▸ **PROBLEM REQUIREMENTS**
Count the lines in the material below that contain the string "roof", and reply with the number alone.

▸ **MATERIAL FOR THIS TASK**

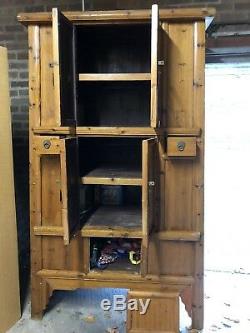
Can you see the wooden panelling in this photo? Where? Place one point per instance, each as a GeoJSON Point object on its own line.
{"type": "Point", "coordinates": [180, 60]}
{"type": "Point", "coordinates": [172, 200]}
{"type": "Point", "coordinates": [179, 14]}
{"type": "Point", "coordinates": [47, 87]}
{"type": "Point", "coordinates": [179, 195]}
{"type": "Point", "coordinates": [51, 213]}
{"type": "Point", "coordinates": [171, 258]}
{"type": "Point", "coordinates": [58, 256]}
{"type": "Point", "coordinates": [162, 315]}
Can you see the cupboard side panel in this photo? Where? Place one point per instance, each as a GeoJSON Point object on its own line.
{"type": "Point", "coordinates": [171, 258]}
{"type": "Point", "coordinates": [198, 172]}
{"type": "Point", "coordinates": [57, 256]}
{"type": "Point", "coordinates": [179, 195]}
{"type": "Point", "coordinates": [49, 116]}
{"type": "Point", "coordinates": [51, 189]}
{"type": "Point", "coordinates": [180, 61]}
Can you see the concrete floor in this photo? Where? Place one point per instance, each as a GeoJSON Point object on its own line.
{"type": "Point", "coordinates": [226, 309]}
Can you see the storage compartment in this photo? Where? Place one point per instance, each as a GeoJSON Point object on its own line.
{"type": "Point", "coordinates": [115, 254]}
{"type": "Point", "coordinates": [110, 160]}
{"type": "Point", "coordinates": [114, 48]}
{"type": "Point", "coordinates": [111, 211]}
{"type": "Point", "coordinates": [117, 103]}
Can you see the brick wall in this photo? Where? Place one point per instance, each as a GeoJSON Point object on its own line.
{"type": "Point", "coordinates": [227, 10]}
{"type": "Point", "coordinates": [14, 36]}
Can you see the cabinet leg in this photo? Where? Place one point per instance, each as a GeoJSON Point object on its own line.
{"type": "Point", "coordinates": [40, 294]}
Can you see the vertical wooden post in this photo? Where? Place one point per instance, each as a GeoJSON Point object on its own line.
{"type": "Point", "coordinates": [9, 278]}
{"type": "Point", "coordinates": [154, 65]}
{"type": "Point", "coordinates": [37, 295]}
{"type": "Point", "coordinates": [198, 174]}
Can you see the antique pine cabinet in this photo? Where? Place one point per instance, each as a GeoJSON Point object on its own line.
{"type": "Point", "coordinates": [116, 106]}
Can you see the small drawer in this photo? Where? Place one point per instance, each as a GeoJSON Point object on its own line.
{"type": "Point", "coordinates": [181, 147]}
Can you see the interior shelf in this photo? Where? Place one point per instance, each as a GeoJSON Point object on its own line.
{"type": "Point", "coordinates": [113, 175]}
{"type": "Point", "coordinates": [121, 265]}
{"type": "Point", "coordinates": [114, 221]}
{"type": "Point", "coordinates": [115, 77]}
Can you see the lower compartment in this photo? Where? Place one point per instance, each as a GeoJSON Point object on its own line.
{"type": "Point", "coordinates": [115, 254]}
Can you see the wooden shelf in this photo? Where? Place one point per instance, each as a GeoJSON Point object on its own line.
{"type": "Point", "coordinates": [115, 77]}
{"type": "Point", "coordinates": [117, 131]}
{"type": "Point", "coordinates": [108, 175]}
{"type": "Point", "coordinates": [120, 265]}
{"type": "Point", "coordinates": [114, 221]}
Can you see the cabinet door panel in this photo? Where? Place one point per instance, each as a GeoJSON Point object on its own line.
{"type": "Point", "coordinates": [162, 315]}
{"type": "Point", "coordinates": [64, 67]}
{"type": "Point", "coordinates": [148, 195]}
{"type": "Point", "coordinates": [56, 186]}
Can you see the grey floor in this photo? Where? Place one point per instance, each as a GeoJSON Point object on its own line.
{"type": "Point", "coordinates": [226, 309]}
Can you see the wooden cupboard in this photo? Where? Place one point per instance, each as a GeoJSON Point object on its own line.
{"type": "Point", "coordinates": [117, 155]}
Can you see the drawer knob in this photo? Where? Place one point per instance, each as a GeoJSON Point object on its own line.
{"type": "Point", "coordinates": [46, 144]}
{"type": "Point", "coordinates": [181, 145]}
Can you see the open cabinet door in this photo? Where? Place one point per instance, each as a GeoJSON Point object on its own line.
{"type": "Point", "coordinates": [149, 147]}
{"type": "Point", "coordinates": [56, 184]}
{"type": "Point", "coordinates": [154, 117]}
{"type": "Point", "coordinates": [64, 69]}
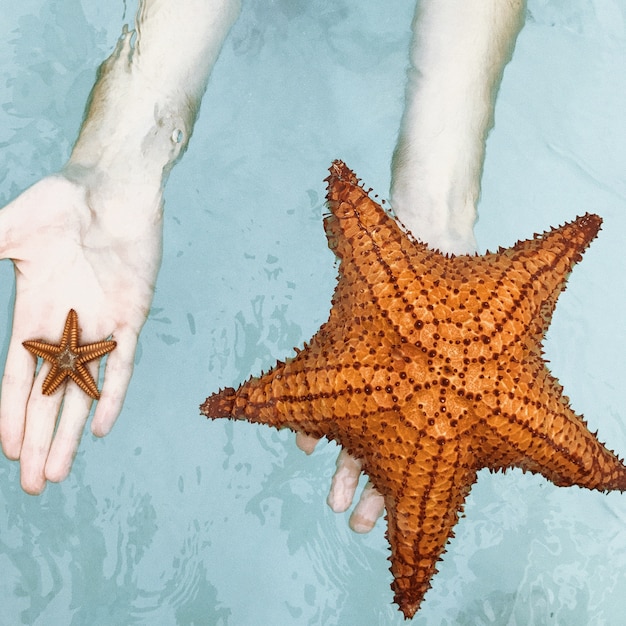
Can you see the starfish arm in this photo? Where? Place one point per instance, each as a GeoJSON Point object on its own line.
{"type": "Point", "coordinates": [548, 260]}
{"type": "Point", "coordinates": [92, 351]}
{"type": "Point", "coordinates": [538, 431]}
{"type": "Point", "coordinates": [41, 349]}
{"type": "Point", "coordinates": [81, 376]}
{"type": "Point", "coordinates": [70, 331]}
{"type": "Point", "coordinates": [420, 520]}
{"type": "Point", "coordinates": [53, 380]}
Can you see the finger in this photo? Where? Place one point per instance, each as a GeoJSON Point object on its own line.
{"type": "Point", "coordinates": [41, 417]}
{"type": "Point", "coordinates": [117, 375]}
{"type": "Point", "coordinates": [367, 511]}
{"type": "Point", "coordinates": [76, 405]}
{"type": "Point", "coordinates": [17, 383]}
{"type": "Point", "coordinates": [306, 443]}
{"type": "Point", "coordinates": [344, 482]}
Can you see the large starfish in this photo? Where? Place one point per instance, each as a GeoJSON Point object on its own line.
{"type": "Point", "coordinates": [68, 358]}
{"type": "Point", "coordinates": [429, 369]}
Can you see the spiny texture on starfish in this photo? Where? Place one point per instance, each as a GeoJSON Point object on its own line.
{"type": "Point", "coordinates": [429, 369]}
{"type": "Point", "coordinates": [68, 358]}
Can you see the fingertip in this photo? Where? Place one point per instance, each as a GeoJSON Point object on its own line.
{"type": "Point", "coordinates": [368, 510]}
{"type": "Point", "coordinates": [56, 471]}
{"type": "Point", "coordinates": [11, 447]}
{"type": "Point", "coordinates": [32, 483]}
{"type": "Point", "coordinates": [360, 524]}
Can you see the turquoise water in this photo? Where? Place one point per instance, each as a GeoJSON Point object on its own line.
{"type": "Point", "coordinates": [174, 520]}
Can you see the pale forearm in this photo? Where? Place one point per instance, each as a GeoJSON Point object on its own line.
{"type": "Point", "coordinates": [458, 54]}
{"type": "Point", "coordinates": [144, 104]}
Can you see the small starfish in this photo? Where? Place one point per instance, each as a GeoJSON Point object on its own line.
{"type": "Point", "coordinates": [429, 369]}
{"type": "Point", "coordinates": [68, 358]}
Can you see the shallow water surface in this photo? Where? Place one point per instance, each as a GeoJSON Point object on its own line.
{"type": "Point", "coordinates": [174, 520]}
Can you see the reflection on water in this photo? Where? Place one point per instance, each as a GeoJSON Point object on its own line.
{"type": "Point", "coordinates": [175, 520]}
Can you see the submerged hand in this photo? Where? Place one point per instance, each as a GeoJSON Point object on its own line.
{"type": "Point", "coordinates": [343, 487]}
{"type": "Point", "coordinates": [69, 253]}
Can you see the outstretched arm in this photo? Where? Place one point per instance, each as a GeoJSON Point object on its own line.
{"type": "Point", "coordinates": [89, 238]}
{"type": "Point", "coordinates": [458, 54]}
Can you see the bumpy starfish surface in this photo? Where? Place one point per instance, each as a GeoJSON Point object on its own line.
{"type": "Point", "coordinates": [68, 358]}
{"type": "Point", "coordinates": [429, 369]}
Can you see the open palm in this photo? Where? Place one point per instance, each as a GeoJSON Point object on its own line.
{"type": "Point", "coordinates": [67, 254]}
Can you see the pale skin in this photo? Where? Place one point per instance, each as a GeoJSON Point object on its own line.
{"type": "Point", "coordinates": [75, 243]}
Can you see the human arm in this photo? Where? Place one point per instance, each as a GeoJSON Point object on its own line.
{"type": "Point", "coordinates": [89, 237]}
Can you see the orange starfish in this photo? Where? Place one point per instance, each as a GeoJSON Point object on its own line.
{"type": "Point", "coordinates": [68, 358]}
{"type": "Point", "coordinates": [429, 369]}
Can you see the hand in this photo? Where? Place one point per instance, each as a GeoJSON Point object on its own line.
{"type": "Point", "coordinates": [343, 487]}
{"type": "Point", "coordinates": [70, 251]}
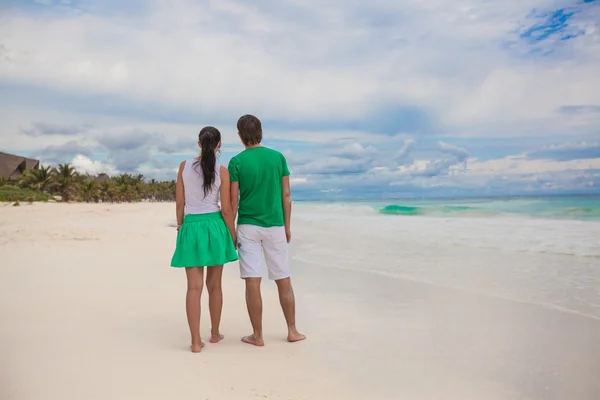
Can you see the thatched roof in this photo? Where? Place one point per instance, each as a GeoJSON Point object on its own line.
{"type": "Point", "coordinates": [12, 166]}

--

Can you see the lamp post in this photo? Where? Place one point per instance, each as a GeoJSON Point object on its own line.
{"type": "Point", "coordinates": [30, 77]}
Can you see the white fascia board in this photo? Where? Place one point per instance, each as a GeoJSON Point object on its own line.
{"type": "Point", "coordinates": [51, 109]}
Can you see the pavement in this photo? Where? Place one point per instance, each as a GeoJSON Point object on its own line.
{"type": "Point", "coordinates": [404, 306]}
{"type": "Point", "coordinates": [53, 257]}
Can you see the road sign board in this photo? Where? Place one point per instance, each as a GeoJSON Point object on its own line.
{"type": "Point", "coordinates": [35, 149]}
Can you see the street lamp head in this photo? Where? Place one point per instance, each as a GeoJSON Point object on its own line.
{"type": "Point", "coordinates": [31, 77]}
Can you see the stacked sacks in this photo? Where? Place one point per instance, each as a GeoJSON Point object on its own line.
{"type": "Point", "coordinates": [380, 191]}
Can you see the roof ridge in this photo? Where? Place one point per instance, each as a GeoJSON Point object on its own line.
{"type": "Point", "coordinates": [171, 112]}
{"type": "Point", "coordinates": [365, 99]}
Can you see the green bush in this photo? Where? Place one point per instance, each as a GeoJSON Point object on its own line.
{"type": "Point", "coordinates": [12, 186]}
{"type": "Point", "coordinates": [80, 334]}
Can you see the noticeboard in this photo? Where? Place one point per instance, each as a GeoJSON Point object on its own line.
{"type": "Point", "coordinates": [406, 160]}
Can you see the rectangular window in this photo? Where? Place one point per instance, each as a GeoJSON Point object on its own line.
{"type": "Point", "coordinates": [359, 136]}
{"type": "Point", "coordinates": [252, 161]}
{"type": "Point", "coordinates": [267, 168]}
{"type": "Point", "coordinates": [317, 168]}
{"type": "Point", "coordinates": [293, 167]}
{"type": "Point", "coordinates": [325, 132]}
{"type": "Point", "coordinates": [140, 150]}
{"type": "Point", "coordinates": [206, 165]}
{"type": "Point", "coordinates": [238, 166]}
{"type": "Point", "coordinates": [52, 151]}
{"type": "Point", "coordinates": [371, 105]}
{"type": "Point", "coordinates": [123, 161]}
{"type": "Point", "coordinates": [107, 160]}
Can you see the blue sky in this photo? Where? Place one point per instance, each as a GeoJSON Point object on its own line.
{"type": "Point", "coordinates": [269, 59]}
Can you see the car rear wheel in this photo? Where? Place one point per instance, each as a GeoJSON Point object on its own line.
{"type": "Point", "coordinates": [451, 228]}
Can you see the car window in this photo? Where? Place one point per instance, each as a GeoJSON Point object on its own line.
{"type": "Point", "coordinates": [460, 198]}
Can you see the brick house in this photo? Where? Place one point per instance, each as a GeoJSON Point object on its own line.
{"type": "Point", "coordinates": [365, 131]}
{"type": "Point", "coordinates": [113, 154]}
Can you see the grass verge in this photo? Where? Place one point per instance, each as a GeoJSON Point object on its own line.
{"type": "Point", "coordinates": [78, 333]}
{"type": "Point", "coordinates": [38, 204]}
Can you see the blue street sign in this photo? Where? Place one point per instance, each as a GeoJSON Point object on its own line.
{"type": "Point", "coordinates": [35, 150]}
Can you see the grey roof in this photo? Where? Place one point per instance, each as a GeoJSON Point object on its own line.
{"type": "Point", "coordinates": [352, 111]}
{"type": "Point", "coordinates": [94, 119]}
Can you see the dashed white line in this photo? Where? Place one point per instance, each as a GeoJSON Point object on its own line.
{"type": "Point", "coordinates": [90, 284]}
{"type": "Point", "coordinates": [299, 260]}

▸ **ANSWER FOR THIS EXERCISE**
3